Exercise details: Keep every line of the data below that has the string "mask" and present those lines.

☆ ☆ ☆ ☆

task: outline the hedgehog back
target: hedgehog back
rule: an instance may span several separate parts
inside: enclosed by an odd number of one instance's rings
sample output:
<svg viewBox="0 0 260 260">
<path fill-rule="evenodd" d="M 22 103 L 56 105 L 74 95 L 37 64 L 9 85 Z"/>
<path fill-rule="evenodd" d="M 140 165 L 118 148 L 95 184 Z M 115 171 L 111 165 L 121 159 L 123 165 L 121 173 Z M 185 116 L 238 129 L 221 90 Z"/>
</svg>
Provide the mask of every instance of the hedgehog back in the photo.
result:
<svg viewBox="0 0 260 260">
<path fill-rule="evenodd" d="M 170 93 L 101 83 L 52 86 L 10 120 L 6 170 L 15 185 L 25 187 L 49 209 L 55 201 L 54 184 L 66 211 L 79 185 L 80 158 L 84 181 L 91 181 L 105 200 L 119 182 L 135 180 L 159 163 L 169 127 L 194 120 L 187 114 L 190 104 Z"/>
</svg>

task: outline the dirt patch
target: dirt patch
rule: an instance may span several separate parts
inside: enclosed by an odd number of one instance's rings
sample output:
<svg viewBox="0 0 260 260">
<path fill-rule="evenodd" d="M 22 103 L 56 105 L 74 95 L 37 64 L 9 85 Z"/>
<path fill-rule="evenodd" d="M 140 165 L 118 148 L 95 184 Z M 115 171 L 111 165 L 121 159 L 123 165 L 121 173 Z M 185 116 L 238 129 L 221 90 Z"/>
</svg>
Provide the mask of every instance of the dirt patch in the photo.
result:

☆ ☆ ☆ ☆

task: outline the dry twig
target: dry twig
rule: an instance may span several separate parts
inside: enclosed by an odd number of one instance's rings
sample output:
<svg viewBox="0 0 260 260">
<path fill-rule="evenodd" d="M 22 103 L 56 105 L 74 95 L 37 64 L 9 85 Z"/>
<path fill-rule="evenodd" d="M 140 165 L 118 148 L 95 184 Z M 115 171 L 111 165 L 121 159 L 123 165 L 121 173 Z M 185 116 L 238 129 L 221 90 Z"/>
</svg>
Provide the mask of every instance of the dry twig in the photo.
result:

☆ ☆ ☆ ☆

Response to the task:
Provide the mask of every instance of the hedgehog back in the photo.
Provide the mask of every instance of the dirt patch in the photo.
Provide the mask of every instance of the dry twig in the photo.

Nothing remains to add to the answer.